* TEXT SHOWN:
-- Opening Marker --

Ineke Sluiter (Leiden University, Netherlands)
Anchoring discourses: etymology, genealogy, and the opening riddle of the Cratylus
Plato’s Cratylus famously opens with a riddle. In the disagreement over the natural correctness of names or their purely conventional nature Cratylus agrees that his own name is truly Cratylus, and that Socrates is truly called Socrates. But to Hermogenes’ dismay, he then denies that this holds for everyone – specifically, ‘Hermogenes’ is not Hermogenes’ name, not even if everyone calls him that. What is the role of this riddle in the construction of the Cratylus? It turns out to have multiple functions on the rhetorical, literary and philosophical levels of the dialogue. However, I mainly focus on the cultural-historical context of the riddle. ‘Etymology’ is one of the so-called ‘anchoring discourses’ available in ancient Greek culture, and is in that sense comparable to ‘mythology’ and ‘genealogy’. All three are discursive forms, suitable to connect whatever is under investigation to something familiar, capable of offering a form of stability. Mythology offers foundational stories underpinning social and cultural identities. Genealogy appeals to the most natural link between the old and the new available in common human experience: the succession of generations. Etymology anchors an understanding of the world as it presents itself in language. In a way, this is the most abstract of the three discursive practices, in that it presupposes a linguistic stability and independence that will in the end prove untenable in the Cratylus. The riddle of Hermogenes’ name introduces an easily understandable way of connecting names and reality through the genealogical principle underlying it, the principle that in a well-regulated universe offspring is connected to and resembles its parents, in essence and in name. This is the phusei relationship par excellence. In using genealogy to anchor an understanding of etymology, the Cratylus inserts itself intrac a long-standing Greek tradition.

-- Closing Marker --

* INFORMATION SUPPLIED:
-- Opening Marker --

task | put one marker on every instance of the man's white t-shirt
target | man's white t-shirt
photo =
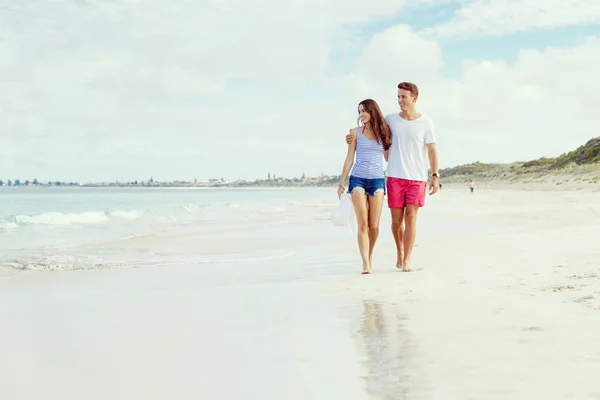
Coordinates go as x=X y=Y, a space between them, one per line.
x=408 y=157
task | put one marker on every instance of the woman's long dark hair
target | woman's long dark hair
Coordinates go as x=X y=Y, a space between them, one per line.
x=380 y=128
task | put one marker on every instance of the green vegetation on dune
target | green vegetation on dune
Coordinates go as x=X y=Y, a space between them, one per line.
x=587 y=154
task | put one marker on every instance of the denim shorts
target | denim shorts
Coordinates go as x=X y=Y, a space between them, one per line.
x=370 y=186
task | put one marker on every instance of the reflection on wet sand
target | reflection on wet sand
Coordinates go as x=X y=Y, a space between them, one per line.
x=389 y=355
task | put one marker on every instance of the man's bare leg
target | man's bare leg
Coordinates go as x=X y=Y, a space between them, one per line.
x=410 y=234
x=398 y=233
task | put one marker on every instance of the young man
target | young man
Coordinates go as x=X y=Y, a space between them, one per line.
x=413 y=139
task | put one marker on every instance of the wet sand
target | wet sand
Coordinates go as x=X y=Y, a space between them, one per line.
x=504 y=304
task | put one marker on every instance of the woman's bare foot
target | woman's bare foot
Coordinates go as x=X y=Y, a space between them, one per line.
x=399 y=262
x=366 y=269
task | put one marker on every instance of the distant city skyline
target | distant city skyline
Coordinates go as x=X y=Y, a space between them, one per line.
x=124 y=89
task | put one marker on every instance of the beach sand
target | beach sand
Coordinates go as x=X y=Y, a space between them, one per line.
x=504 y=304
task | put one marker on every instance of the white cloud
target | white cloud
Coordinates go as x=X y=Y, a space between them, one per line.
x=543 y=104
x=83 y=75
x=182 y=89
x=499 y=17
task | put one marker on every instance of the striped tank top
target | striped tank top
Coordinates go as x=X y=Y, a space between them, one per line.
x=369 y=158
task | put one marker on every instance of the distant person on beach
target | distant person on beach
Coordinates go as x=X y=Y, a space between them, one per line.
x=370 y=143
x=413 y=140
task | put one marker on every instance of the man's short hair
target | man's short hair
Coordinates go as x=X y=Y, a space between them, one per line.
x=411 y=87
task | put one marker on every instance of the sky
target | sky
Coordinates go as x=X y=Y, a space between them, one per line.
x=98 y=90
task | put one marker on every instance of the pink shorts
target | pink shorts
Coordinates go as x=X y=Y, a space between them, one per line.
x=403 y=192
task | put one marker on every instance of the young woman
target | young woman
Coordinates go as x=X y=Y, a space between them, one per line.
x=367 y=184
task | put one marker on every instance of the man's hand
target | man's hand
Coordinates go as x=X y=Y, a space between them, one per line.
x=434 y=185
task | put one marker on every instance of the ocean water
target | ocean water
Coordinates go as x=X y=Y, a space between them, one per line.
x=50 y=229
x=89 y=228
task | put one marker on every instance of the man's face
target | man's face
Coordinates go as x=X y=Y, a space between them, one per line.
x=406 y=100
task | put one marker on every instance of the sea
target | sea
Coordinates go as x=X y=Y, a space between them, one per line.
x=75 y=228
x=54 y=228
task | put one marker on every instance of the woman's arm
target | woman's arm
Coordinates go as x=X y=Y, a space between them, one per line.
x=349 y=161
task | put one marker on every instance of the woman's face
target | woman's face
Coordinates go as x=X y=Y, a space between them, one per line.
x=363 y=114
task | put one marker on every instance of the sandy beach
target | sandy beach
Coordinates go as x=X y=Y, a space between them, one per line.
x=504 y=304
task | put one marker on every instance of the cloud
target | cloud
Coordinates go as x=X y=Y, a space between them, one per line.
x=98 y=90
x=166 y=77
x=500 y=17
x=543 y=104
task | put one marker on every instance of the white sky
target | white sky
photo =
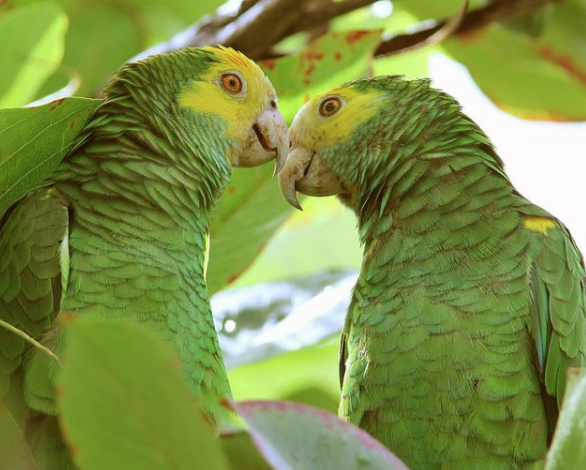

-- Closing Marker --

* PROBLEM DETAILS:
List each of the "anchoring discourses" in ancient Greek culture that the Cratylus abstract names.

* RESULT OF THE EXERCISE:
Etymology, mythology, genealogy